- [Request 1]: Quote the passage on the LaLaurie mansion from "The Pittsfield Sun, citing" up to and including "including the child.".
- [Request 2]: List every newspaper named in the passage on the LaLaurie mansion.

---- Reading text

When the discovery of the tortured slaves became widely known, a mob of local citizens attacked the LaLaurie residence and “demolished and destroyed everything upon which they could lay their hands”. A sheriff and his officers were called upon to disperse the crowd, but by the time the mob left, the Royal Street property had sustained major damage, with “scarcely any thing remaining but the walls.” The tortured slaves were taken to a local jail, where they were available for public viewing. The New Orleans Bee reported that by April 12 up to 4,000 people had attended to view the tortured slaves “to convince themselves of their sufferings.”
The Pittsfield Sun, citing the New Orleans Advertiser and writing several weeks after the evacuation of LaLaurie’s slave quarters, claimed that two of the slaves found in the LaLaurie mansion had died since their rescue, and added, “We understand … that in digging the yard, bodies have been disinterred, and the condemned well in the grounds of the mansion having been uncovered, others, particularly that of a child, were found.” These claims were repeated by Martineau in her 1838 book Retrospect of Western Travel, where she placed the number of unearthed bodies at two, including the child.
Escape from justice and self-imposed exile in France
Delphine LaLaurie’s life after the 1834 fire is not well documented. Martineau wrote in 1838, that LaLaurie fled New Orleans during the mob violence that followed the fire, taking a coach to the waterfront and travelling, by schooner, from there to Mobile, Alabama and then on to Paris. Certainly by the time Martineau personally visited the Royal Street mansion in 1836 it was still unoccupied and badly damaged, with “gaping windows and empty walls”.

--------
---- Given information

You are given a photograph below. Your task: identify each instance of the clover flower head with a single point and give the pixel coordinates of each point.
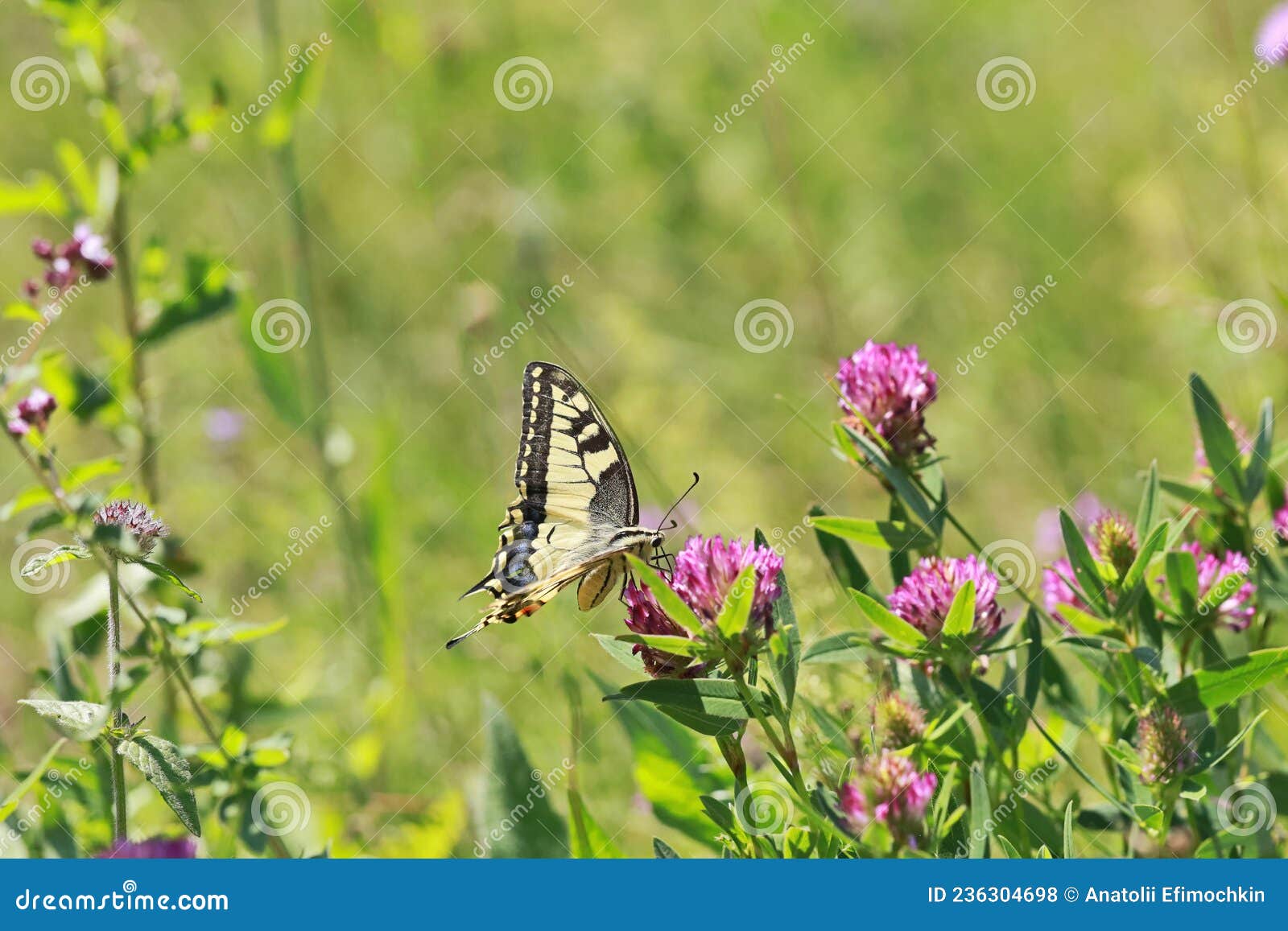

--------
---- Given information

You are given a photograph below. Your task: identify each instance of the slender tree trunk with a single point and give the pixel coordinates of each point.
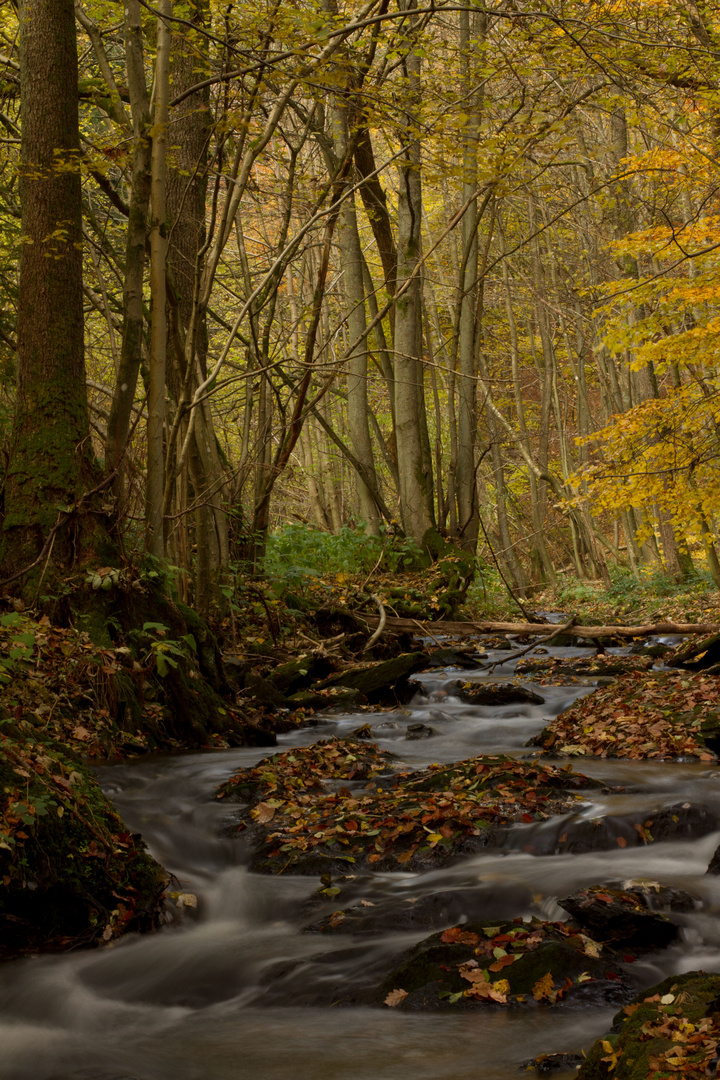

--------

- [Complete response 1]:
The Pittsfield Sun, citing the New Orleans Advertiser and writing several weeks after the evacuation of LaLaurie’s slave quarters, claimed that two of the slaves found in the LaLaurie mansion had died since their rescue, and added, “We understand … that in digging the yard, bodies have been disinterred, and the condemned well in the grounds of the mansion having been uncovered, others, particularly that of a child, were found.” These claims were repeated by Martineau in her 1838 book Retrospect of Western Travel, where she placed the number of unearthed bodies at two, including the child.

- [Complete response 2]:
The New Orleans Bee
The Pittsfield Sun
The New Orleans Advertiser